## WRITTEN REQUEST
Print all entries precisely as they are written.

[Coordinate annotation records]
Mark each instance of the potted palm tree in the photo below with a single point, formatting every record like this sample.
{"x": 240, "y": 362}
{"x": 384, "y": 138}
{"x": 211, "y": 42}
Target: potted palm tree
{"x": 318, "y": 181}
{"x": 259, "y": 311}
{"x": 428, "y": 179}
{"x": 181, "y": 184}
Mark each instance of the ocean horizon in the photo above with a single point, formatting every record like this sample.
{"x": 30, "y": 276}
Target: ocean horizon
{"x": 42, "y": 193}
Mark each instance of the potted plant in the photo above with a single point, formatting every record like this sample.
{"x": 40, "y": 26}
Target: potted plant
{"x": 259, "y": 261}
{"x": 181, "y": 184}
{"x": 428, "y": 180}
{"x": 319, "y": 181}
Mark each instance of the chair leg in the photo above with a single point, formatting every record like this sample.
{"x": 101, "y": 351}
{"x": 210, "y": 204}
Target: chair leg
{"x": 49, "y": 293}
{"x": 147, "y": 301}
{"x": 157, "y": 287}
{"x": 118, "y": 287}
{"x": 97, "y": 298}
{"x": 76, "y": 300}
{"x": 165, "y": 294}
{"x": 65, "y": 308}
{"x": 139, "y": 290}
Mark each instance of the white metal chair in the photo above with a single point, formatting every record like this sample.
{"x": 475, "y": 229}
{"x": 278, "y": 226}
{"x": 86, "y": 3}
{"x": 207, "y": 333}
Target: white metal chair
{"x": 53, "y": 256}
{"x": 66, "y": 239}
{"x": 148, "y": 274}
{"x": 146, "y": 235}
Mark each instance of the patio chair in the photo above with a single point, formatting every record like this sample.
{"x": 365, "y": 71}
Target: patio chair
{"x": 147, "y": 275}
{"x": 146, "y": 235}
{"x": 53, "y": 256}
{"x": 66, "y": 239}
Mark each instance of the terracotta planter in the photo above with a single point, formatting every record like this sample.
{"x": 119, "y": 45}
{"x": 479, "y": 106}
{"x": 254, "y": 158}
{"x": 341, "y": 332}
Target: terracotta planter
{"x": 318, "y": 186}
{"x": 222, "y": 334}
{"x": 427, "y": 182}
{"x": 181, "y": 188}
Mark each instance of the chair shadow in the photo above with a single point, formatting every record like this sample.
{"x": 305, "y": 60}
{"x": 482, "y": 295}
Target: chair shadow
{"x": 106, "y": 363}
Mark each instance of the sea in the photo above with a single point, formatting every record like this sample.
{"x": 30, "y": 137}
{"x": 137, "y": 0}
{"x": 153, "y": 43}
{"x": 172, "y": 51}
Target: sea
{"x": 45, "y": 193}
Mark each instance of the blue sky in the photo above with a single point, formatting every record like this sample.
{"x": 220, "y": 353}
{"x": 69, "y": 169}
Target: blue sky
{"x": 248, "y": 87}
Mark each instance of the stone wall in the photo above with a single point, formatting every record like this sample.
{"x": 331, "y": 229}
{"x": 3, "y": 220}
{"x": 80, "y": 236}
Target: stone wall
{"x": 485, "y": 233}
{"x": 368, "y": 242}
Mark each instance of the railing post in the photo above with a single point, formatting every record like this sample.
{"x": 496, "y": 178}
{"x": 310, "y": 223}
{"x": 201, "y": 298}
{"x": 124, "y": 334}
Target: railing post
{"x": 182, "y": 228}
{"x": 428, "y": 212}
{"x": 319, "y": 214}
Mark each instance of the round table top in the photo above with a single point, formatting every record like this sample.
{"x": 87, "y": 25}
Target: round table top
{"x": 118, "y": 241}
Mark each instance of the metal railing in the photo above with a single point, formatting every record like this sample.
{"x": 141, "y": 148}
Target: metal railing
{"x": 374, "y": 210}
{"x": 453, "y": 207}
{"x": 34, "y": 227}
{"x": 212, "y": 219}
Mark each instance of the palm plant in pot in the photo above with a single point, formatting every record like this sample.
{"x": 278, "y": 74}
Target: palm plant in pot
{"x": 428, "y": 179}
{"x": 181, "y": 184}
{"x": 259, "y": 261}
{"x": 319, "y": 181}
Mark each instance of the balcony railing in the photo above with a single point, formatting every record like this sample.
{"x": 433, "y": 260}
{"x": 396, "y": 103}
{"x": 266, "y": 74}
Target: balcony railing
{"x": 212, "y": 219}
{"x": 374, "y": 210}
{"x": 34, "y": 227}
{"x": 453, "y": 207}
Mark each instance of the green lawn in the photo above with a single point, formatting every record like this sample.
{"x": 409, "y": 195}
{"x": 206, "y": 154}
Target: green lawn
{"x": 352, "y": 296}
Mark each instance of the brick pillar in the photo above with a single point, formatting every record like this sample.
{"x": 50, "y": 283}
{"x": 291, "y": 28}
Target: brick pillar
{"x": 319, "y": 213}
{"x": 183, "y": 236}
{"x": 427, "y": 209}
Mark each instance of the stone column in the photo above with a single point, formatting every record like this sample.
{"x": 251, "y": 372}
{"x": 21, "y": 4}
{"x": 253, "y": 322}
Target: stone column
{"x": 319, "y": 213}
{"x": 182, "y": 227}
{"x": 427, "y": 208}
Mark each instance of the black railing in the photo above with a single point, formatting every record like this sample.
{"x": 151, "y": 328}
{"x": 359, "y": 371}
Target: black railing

## RESULT OF THE TASK
Mark each instance of the potted palm tree in the photo below with a single point, formatting every record like this sample.
{"x": 240, "y": 362}
{"x": 384, "y": 138}
{"x": 211, "y": 42}
Target: potted palm tree
{"x": 318, "y": 181}
{"x": 259, "y": 311}
{"x": 428, "y": 179}
{"x": 181, "y": 184}
Mark each instance of the ocean horizon in the photo above with a single point, formatting every record like this sample.
{"x": 30, "y": 276}
Target: ocean horizon
{"x": 42, "y": 193}
Mark each instance of the potted plant in the photo above with a single point, formatting every record like this sample.
{"x": 40, "y": 26}
Target: potted plant
{"x": 259, "y": 261}
{"x": 181, "y": 184}
{"x": 428, "y": 180}
{"x": 319, "y": 181}
Mark each instance of the chair leg in the photo above with a single point, formatting every record like this sample.
{"x": 101, "y": 351}
{"x": 210, "y": 204}
Target: chair leg
{"x": 49, "y": 293}
{"x": 147, "y": 301}
{"x": 157, "y": 287}
{"x": 118, "y": 287}
{"x": 97, "y": 298}
{"x": 76, "y": 300}
{"x": 165, "y": 294}
{"x": 65, "y": 308}
{"x": 139, "y": 290}
Mark each instance of the white metal chair in the photo above with a single point, formatting every record like this sample.
{"x": 475, "y": 229}
{"x": 278, "y": 226}
{"x": 86, "y": 3}
{"x": 207, "y": 333}
Target: white metal chair
{"x": 53, "y": 256}
{"x": 66, "y": 239}
{"x": 148, "y": 274}
{"x": 146, "y": 235}
Mark each instance of the patio chair in the photo above with a single point, formatting every record like this sample.
{"x": 365, "y": 71}
Target: patio chair
{"x": 147, "y": 275}
{"x": 146, "y": 235}
{"x": 53, "y": 256}
{"x": 66, "y": 239}
Mark each instance of the terracotta planter in the photo above with a single point, formatting every record like this sample.
{"x": 119, "y": 45}
{"x": 479, "y": 106}
{"x": 254, "y": 158}
{"x": 341, "y": 332}
Target: terracotta planter
{"x": 318, "y": 186}
{"x": 222, "y": 334}
{"x": 427, "y": 182}
{"x": 181, "y": 188}
Mark each instance of the chair shadow in the photo above with a single point, formatting every record like this sample.
{"x": 305, "y": 60}
{"x": 482, "y": 295}
Target: chair shadow
{"x": 106, "y": 363}
Mark each instance of the sea in the photo above with a single point, formatting every record like this sample.
{"x": 30, "y": 137}
{"x": 137, "y": 0}
{"x": 153, "y": 43}
{"x": 172, "y": 51}
Target: sea
{"x": 45, "y": 193}
Mark each instance of the blue sky in the photo above with a single point, formatting every record like this sample.
{"x": 220, "y": 353}
{"x": 69, "y": 169}
Target: blue sky
{"x": 248, "y": 87}
Mark each instance of the stone wall in the photo above with a single point, formatting every record like this sample.
{"x": 331, "y": 229}
{"x": 3, "y": 220}
{"x": 80, "y": 236}
Target: stone wall
{"x": 485, "y": 233}
{"x": 368, "y": 242}
Mark each instance of the railing post in the photo above with a single point, formatting every record like this sample.
{"x": 496, "y": 178}
{"x": 310, "y": 223}
{"x": 201, "y": 298}
{"x": 124, "y": 334}
Target: railing post
{"x": 182, "y": 228}
{"x": 428, "y": 212}
{"x": 319, "y": 214}
Mark each instance of the round table top in the photo above with a single point, formatting every record like this sample.
{"x": 87, "y": 25}
Target: round table top
{"x": 118, "y": 241}
Mark each instance of the metal railing in the photo above with a single point, formatting every record like this sample.
{"x": 141, "y": 148}
Target: metal railing
{"x": 374, "y": 210}
{"x": 453, "y": 207}
{"x": 34, "y": 227}
{"x": 212, "y": 219}
Mark each instance of the palm plant in pot in the photo above with a single point, formatting every record like this sample.
{"x": 278, "y": 74}
Target: palm plant in pot
{"x": 428, "y": 179}
{"x": 181, "y": 184}
{"x": 259, "y": 261}
{"x": 319, "y": 181}
Mark each instance of the balcony railing in the photo above with a single point, formatting every record like this sample.
{"x": 433, "y": 260}
{"x": 396, "y": 103}
{"x": 266, "y": 74}
Target: balcony railing
{"x": 212, "y": 219}
{"x": 374, "y": 210}
{"x": 34, "y": 227}
{"x": 453, "y": 207}
Mark each instance of the green lawn in the photo above with a single point, formatting every record like this sample.
{"x": 409, "y": 195}
{"x": 206, "y": 154}
Target: green lawn
{"x": 352, "y": 296}
Mark each instance of the brick pillar in the photo above with a single point, formatting every record like this sample.
{"x": 50, "y": 283}
{"x": 291, "y": 28}
Target: brick pillar
{"x": 319, "y": 213}
{"x": 183, "y": 236}
{"x": 427, "y": 209}
Mark each instance of the stone column in the photo above with a single point, formatting every record like this sample.
{"x": 251, "y": 372}
{"x": 21, "y": 4}
{"x": 253, "y": 322}
Target: stone column
{"x": 319, "y": 213}
{"x": 182, "y": 227}
{"x": 427, "y": 208}
Mark each instance of the black railing in the photo above with a single point, formatting every record like this sample.
{"x": 151, "y": 328}
{"x": 359, "y": 371}
Target: black railing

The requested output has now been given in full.